TEXTE SOURCE:
⟨
Ok

En poursuivant votre navigation sur ce site, vous acceptez l'utilisation de cookies. Ces derniers assurent le bon fonctionnement de nos services. En savoir plus.

12/07/2006

« Ô Ciel ! que d’aventures extraordinaires ! »

C’est une des dernières répliques qui terminent les Fourberies de Scapin, de MOLIERE. Je jouais dans cette pièce, lorsqu’elle était représentée au Théâtre de l’Alphabet. C’était du temps de ma belle jeunesse, puisqu’on me confiait le rôle du « jeune premier ». En fait au nombre de deux ici : Octave et Léandre, que j’ai interprété chacun plusieurs fois, car cette pièce est souvent remontée d’une saison sur l’autre, avec à peu près les mêmes comédiens.

Les jeunes premières, en revanche, changeaient parfois. Et (c’est là où je voulais en venir, ne partez pas !) chacune d’elle, immanquablement, rechignait à dire cette terrible exclamation : « Ô Ciel ! que d’aventures extraordinaires ! »

Terrible car, malgré tout le génie de MOLIERE, ses pièces se terminaient souvent de façon peu vraisemblable, et il s’appliquait en plus à le souligner par une réplique de ce genre. Si, par hasard, un spectateur ne s’était pas alarmé du côté rocambolesque de la situation, et bien là, au moins, tout le monde était averti ! (Peut-être cette habitude venait-elle de la Commedia dell’Arte, que MOLIERE devait bien connaître.)

Chacune des comédiennes avait sa façon à elle de tenter d’escamoter la délicate réplique. Je me suis rendu compte plus tard que, dans presque tous les textes, il y a une phrase qui passe mal… du moins aux yeux du comédien qui doit la prononcer.

Mais HENRI LEGENDRE, qui dirige toujours ce théâtre, nous enseignait avec raison que la seule solution est de jouer cette réplique « à fond », en y croyant dur comme fer, en l’assumant pleinement. En effet, ces petites phrases sur lesquelles notre attention s’accroche passent en réalité très bien, et parfois même inaperçues.

Certaines répliques nous bloquent, nous rebutent, mais aussi certaines actions, pourtant d’apparence anodine. Est-ce le signe qu’en réalité le comédien n’a pas bien compris son rôle, ou bien la situation ? Ou qu’il n’a pas intégré le parti pris du metteur en scène ? Peut-être que dans ces moments là, nous montrons que nous ne sommes pas à cent pour cent dans le spectacle, que nous n’y mettons pas toute notre énergie. Ou plus simplement, n’est-ce pas la peur du ridicule ? Peur qui n’est pas raisonnable puisque l’acteur qui crois vraiment à ce qu’il fait n’est jamais ridicule, quelle que soit la réplique.
⟩
SECTION DES DONNÉES:
⟨
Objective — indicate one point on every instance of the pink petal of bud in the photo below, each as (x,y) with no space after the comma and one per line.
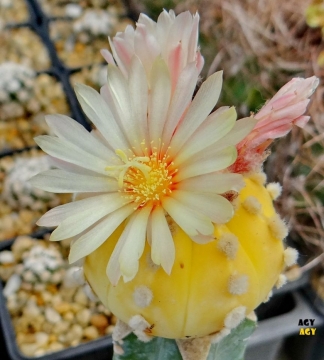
(275,119)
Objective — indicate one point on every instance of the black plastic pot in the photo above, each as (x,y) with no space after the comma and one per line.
(281,321)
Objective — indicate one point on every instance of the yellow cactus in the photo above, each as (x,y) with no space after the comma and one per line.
(211,285)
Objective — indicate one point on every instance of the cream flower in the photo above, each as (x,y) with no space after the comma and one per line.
(152,156)
(275,119)
(174,38)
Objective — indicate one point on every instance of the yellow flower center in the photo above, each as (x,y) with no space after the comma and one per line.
⟩
EXERCICES PROPOSÉS:
#1 Dans le texte sur les Fourberies de Scapin, quels sont les deux rôles de « jeune premier » que compte la pièce ?
#2 Prolongez le texte sur les Fourberies de Scapin à partir de sa dernière phrase.

RÉPONSES DONNÉES:
#1 Octave et Léandre.

#2
05/07/2006

Dans le texte

« … LE CHAMBELLAN   -   Mon cher poète, quand vous aurez mon âge, vous trouverez la vie un théâtre par trop languissant. Elle manque de régie à un point incroyable. Je l’ai toujours vu retarder les scènes à faire, amortir les dénouements. Ceux qui doivent y mourir d’amour, quand ils y arrivent, c’est péniblement, et dans leur vieillesse. Puisque j’ai un magicien sous la main, je vais enfin m’offrir le luxe de voir se dérouler la vie à la vitesse et à la mesure, non seulement de la curiosité mais de la passion humaine… »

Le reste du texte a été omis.